Put the lines running from the one containing "Query: road lane marking" through the one containing "Give the mask of the road", both included, into a numbered list, leaving out any blank lines.

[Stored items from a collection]
↓

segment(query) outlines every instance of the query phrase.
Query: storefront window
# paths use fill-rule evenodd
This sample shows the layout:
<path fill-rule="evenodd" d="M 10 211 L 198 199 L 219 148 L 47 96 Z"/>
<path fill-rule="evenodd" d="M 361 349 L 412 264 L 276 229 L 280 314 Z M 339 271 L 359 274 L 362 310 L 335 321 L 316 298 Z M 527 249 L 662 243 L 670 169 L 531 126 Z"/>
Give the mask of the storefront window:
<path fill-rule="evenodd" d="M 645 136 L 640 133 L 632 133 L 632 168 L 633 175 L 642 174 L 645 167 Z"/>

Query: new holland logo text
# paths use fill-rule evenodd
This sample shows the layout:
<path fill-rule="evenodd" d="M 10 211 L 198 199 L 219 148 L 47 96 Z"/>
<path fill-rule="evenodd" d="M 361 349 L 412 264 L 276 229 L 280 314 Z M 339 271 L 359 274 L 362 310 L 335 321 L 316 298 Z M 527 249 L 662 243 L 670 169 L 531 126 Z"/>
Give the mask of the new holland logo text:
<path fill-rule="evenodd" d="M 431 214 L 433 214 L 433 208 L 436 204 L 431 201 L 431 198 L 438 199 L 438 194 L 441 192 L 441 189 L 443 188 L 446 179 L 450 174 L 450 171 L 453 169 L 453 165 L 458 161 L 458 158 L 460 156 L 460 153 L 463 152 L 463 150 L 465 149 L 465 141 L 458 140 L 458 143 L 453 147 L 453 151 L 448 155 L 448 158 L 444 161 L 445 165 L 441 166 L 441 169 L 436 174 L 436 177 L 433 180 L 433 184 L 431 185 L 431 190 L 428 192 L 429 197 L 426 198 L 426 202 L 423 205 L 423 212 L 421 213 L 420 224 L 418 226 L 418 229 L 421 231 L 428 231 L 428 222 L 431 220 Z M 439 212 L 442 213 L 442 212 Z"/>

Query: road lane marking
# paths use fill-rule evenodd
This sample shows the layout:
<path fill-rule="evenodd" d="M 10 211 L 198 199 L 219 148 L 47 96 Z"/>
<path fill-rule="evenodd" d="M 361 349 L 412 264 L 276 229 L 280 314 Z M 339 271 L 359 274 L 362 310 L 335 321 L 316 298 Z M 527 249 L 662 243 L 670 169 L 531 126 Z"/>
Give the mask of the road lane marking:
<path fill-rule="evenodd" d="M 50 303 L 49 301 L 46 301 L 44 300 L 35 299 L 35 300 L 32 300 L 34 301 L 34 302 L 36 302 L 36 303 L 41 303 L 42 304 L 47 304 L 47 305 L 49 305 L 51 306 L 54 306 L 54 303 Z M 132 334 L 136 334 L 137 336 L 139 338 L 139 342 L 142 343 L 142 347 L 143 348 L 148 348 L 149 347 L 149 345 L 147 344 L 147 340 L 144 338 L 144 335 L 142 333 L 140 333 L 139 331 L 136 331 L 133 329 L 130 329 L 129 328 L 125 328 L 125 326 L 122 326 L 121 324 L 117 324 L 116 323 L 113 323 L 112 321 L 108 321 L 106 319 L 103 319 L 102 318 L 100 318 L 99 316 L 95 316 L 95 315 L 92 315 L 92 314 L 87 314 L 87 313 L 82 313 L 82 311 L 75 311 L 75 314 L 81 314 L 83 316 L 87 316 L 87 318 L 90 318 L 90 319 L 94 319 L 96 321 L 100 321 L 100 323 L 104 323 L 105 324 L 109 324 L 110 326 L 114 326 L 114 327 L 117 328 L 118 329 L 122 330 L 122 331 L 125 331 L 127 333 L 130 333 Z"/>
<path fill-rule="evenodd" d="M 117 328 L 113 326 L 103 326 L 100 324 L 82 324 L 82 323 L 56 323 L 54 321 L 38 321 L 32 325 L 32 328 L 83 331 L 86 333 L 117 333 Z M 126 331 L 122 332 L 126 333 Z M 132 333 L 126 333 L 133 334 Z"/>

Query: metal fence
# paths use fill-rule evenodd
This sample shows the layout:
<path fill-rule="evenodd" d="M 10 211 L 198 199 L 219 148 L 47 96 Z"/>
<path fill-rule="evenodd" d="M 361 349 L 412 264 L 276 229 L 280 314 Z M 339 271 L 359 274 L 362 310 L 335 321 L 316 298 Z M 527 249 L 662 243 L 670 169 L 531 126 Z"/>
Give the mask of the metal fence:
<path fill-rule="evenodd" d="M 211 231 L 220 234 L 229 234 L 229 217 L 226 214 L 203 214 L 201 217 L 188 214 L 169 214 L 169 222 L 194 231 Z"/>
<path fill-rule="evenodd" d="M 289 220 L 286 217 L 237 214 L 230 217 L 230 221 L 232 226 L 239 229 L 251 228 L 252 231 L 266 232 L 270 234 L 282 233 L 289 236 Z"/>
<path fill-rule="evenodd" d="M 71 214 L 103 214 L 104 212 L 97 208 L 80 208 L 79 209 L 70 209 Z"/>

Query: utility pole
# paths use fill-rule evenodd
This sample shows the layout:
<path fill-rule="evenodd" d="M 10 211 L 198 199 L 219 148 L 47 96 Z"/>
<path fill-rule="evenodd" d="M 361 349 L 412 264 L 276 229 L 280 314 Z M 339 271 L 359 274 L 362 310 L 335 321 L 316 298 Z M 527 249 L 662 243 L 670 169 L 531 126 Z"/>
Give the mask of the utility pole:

↑
↓

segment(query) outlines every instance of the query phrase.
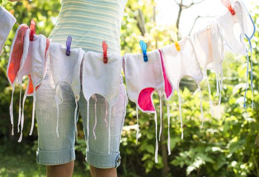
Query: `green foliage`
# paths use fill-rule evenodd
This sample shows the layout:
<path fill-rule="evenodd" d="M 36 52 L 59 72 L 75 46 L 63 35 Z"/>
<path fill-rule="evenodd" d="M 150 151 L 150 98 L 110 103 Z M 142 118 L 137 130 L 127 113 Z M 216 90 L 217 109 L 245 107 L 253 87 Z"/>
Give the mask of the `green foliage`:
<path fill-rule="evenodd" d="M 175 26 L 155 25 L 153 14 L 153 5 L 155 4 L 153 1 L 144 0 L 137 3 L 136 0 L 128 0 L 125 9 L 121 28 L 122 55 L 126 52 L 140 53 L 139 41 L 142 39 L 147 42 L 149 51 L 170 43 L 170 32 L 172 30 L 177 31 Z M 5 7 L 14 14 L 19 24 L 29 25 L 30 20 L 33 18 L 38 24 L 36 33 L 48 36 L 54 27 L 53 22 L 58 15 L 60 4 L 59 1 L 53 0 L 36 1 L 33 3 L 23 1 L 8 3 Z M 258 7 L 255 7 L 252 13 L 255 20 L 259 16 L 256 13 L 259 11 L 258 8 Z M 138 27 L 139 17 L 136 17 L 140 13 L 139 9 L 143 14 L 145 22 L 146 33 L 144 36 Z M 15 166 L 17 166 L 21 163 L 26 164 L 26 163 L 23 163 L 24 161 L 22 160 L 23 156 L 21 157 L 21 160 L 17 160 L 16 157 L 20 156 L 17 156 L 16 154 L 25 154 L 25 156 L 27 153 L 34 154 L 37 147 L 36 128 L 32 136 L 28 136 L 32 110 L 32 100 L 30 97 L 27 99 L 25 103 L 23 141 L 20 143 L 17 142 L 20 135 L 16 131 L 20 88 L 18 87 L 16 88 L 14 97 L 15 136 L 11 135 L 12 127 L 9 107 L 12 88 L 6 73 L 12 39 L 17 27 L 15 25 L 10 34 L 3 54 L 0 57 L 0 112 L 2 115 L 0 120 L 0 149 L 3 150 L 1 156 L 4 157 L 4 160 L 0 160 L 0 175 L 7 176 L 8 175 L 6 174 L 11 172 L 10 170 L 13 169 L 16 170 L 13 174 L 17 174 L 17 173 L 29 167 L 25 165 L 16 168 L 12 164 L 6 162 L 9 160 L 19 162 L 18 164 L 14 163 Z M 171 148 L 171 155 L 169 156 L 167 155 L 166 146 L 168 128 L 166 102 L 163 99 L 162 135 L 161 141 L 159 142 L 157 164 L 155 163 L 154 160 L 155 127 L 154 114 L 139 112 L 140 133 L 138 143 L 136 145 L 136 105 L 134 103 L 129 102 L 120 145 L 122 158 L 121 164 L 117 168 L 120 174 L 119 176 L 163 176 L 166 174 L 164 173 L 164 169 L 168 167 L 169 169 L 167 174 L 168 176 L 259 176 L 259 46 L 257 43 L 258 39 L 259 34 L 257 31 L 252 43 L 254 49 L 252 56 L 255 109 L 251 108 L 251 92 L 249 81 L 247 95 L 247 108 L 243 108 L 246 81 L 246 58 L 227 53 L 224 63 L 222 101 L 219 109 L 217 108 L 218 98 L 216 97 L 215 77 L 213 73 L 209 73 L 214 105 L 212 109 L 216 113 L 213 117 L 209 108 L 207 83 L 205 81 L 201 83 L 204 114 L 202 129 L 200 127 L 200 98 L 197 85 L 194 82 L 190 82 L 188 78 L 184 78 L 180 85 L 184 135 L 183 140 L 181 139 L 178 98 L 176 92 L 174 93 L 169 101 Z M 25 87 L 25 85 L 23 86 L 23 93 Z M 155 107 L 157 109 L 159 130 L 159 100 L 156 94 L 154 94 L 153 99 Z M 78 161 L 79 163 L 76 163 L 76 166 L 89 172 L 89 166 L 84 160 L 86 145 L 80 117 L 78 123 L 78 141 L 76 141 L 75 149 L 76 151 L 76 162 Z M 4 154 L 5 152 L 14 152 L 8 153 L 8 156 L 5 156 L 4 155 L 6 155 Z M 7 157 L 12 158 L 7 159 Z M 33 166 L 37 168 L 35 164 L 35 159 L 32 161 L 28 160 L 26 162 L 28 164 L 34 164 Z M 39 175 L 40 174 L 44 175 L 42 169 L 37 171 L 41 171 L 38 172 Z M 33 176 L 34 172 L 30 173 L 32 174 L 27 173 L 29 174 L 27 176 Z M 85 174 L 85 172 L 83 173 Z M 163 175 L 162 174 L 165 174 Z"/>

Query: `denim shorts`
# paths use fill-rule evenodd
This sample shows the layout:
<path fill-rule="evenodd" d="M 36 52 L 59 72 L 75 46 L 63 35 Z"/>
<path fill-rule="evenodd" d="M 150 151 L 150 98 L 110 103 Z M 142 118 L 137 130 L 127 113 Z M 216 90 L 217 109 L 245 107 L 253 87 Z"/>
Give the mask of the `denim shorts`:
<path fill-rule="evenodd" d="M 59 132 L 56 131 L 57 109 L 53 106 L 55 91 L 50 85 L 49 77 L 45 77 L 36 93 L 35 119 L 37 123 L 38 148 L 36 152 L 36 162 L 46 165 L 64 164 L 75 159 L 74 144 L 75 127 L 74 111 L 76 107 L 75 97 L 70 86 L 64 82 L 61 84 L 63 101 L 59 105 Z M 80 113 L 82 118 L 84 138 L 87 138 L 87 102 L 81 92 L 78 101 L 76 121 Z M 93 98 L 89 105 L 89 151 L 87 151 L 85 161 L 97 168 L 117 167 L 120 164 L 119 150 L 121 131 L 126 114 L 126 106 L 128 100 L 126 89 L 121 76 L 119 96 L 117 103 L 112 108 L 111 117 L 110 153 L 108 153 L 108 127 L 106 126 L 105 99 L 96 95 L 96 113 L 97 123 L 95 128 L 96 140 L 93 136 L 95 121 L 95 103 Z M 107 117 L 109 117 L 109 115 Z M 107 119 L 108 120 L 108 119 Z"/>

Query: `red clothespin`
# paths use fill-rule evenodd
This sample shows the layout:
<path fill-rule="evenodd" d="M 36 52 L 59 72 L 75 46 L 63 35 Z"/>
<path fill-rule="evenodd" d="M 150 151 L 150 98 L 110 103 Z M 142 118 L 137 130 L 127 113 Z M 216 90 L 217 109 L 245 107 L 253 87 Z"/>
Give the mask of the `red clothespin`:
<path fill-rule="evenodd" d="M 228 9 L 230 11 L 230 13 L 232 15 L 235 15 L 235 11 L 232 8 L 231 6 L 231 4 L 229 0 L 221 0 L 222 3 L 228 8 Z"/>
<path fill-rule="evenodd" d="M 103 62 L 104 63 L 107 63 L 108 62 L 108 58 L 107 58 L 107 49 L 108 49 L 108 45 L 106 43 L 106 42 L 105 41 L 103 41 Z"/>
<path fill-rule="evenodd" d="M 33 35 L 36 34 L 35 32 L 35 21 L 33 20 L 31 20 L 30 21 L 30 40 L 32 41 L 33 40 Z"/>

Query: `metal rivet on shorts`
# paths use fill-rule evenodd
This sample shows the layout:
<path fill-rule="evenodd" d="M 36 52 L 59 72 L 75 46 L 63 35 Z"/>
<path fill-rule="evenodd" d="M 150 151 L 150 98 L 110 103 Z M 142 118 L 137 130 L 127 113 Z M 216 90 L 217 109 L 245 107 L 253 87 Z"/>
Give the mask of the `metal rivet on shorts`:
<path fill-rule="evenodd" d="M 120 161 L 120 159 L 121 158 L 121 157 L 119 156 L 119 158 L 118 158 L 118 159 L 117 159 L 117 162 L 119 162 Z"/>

↑

● **RESULT FOR THIS TASK**
1. Query: road lane marking
2. # paths use fill-rule evenodd
3. This sample shows the layout:
4. <path fill-rule="evenodd" d="M 10 211 L 198 199 L 219 148 L 47 96 Z"/>
5. <path fill-rule="evenodd" d="M 361 349 L 412 264 L 276 229 L 280 314 Z M 339 271 L 359 274 L 362 310 L 335 321 L 316 298 Z M 527 249 L 662 243 L 670 169 L 531 126 Z"/>
6. Give the mask of the road lane marking:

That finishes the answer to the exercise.